Pick out each line below that contains the string "slice", and copy those lines.

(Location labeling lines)
——

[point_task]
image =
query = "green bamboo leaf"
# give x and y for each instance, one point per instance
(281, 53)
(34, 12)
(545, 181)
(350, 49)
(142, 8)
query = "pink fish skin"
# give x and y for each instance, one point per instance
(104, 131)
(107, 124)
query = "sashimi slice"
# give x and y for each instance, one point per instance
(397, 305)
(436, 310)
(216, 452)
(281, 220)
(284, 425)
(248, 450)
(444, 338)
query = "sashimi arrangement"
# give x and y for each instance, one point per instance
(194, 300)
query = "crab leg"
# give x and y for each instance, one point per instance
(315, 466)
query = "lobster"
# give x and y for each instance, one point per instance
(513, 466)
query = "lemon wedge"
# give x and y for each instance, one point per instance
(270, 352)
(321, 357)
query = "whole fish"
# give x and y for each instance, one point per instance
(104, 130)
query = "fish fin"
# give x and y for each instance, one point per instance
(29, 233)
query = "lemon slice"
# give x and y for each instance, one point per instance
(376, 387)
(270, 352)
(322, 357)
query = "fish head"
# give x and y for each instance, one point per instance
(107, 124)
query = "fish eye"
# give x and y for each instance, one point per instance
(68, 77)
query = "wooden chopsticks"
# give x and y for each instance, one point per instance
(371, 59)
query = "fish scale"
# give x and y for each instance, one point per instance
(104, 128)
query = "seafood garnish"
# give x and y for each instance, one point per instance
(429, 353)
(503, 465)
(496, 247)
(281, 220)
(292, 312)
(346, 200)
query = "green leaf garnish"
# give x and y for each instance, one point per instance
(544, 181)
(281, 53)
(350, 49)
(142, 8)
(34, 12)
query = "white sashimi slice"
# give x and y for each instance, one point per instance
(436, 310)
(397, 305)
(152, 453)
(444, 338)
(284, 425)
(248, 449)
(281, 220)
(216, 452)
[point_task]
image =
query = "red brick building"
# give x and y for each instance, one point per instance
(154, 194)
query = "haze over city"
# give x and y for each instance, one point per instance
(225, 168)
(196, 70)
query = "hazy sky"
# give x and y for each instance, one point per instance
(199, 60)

——

SOLUTION TO THIS PROBLEM >>
query = "sashimi slice"
query = "lemon slice"
query = "white sashimi slice"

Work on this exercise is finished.